→ Textausschnitt
<<<<

Beim Unisport werden zahlreiche Indoor- und Outdoor-Aktivitäten angeboten.

  1. Wo es früher den akademischen Fechtlehrer gab, sind heute Trendsportarten wie Tischtenniskopfball angesagt
  2. Mit dem Sportprogramm blickt die Hochschulen und die Uni Köln auf eine lange Tradition zurück
  3. Wir nehmen Sie mit auf eine Reise zu den Anfängen des Uni-Sports

Köln – Wie genau Hermann Hütter am 4. März 1935 starb, ist unklar. Um 19 Uhr habe sein Herz aufgehört zu schlagen, von einem „Unglücksfall“ ist in seiner Todesanzeige die Rede, 71 Jahre wurde er alt. Mit Stolz hat die Familie den einstigen Beruf von Hermann Hütter hervorgehoben, „Universitäts-Fechtlehrer im Ruhestand“.

Anfang des 20. Jahrhunderts hatte sich die Universität noch einen akademischen Fechtmeister geleistet. „Vor allem für die studentischen Verbindungen war dieser Sport wichtig“, sagt Dr. Andreas Freitäger, stellvertretender Leiter des Universitätsarchivs. Ein ordentlich vernarbter Schmiss war einst das Erkennungszeichen diverser Akademiker.

Damals: In der Turnhalle Claudiusstraße (Südstadt) hielten sich Studierende früher an Ringen und beim Barren-Turnen fest.

>>>>

→ Material
<<<<

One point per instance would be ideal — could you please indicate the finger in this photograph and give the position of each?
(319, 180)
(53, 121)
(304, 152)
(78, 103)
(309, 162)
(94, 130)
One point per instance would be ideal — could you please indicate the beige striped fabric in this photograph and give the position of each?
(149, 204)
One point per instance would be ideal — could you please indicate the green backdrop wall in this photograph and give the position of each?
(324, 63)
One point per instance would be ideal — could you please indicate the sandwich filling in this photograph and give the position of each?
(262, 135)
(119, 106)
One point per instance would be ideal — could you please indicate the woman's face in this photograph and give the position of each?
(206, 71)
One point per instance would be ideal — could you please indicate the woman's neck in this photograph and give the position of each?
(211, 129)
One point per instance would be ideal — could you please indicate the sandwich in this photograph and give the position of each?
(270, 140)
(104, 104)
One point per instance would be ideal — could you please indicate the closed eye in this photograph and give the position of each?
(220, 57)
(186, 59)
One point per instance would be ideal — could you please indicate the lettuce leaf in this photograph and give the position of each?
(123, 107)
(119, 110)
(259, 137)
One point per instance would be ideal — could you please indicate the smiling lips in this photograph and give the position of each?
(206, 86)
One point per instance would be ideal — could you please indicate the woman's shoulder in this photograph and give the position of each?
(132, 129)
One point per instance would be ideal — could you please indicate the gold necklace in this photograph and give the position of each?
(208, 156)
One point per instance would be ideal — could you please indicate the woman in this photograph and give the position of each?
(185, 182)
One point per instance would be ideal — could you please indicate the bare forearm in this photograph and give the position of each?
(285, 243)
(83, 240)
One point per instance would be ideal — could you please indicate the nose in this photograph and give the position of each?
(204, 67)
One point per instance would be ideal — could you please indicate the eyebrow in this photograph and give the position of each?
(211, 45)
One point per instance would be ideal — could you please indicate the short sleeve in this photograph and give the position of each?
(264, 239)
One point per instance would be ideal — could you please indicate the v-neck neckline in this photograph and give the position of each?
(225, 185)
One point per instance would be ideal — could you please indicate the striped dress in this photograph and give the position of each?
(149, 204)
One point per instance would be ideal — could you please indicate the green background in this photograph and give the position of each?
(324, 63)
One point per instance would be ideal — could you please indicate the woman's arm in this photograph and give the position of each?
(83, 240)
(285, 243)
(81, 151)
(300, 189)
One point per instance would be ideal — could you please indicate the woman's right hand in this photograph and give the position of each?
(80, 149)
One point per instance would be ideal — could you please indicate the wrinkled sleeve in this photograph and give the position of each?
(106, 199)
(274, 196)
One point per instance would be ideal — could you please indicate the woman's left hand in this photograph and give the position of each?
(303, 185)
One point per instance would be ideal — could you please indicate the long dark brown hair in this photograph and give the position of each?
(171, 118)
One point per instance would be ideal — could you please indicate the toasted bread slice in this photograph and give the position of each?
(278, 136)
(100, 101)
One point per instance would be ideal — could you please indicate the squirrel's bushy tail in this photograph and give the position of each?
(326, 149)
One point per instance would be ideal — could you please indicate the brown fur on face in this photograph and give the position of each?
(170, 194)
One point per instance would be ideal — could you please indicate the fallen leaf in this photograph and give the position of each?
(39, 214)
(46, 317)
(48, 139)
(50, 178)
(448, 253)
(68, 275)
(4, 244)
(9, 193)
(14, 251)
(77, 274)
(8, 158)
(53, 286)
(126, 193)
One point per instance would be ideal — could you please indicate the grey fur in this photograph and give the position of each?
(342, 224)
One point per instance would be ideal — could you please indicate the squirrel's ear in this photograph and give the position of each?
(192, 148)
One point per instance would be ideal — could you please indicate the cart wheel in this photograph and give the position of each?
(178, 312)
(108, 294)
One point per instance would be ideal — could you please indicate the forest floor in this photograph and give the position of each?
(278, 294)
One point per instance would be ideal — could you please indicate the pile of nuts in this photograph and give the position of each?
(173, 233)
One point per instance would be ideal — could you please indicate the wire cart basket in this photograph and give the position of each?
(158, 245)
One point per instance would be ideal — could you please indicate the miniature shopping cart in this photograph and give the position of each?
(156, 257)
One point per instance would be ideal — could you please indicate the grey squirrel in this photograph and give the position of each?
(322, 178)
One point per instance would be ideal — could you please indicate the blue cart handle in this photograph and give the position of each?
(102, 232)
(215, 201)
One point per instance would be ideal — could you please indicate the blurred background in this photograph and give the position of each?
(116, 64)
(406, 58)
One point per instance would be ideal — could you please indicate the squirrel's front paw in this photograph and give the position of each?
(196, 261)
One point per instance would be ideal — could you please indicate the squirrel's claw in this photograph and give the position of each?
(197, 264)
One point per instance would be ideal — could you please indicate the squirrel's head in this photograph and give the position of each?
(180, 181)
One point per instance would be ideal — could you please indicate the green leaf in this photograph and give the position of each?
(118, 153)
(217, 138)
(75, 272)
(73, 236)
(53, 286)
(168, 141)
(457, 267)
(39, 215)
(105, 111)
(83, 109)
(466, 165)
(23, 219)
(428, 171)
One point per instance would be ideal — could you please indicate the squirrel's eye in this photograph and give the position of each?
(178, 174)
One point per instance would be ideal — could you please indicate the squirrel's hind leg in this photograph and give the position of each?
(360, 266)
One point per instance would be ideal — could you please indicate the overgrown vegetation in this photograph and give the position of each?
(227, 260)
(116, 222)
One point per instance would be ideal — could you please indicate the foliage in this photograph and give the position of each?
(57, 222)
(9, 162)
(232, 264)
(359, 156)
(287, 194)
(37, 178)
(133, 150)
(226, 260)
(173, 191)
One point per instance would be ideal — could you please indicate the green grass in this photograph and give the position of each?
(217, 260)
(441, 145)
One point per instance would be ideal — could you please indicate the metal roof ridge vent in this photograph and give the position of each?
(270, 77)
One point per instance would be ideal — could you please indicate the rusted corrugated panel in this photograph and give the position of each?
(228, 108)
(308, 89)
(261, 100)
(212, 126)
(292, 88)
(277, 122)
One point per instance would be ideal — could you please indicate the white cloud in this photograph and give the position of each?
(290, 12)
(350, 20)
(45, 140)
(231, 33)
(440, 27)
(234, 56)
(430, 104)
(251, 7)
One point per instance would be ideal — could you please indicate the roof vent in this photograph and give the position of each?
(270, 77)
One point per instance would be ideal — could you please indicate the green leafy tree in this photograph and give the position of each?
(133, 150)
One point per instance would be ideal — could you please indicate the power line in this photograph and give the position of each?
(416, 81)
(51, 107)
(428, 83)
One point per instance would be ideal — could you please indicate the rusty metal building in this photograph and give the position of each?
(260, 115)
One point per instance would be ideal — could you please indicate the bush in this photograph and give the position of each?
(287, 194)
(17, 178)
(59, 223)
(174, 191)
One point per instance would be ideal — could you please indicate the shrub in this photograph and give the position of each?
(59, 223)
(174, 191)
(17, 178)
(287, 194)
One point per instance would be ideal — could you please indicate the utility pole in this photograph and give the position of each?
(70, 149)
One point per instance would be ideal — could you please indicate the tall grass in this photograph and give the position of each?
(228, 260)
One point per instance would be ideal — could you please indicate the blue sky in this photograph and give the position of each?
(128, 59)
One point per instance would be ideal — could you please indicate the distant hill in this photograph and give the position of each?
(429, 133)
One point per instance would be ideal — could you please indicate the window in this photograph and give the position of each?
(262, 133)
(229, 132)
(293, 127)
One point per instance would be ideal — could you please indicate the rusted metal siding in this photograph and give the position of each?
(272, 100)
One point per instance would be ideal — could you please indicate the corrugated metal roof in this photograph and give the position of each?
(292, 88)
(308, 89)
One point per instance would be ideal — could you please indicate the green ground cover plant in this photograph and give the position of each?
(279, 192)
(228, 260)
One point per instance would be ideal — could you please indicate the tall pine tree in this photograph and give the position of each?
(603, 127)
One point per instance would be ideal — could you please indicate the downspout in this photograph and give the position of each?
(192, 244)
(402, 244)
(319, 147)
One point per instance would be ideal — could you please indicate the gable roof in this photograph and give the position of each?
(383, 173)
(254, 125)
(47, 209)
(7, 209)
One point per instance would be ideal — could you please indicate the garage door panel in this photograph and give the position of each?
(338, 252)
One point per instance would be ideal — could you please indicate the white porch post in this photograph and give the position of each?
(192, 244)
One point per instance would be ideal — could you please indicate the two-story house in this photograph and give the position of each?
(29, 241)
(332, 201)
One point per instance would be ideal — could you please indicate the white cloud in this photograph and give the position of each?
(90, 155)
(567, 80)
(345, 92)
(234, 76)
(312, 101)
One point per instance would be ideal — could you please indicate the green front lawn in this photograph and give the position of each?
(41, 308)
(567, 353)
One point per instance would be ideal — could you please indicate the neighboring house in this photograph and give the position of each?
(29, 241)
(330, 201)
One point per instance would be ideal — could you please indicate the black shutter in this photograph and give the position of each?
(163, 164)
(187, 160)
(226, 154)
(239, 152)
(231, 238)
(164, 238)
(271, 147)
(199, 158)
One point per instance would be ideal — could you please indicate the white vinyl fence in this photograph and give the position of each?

>>>>

→ Aufgaben
1 – Beantworte anhand des Textausschnitts diese Fragen:
(a) An welchem Tag starb Hermann Hütter?
(b) Welche Stelle hat Dr. Andreas Freitäger inne?
(c) In welchem Stadtteil liegt die Turnhalle Claudiusstraße?
2 – Filtere aus dem Material jede Zeile heraus, die das Wort „corrugated“ enthält, und schreib sie ohne Änderung ab.

→ Antworten
1 –
(a) Am 4. März 1935
(b) Er ist stellvertretender Leiter des Universitätsarchivs.
(c) In der Südstadt

2 –
One point per instance would be ideal — could you please indicate the rusted corrugated panel in this photograph and give the position of each?
One point per instance would be ideal — could you please indicate the corrugated metal roof in this photograph and give the position of each?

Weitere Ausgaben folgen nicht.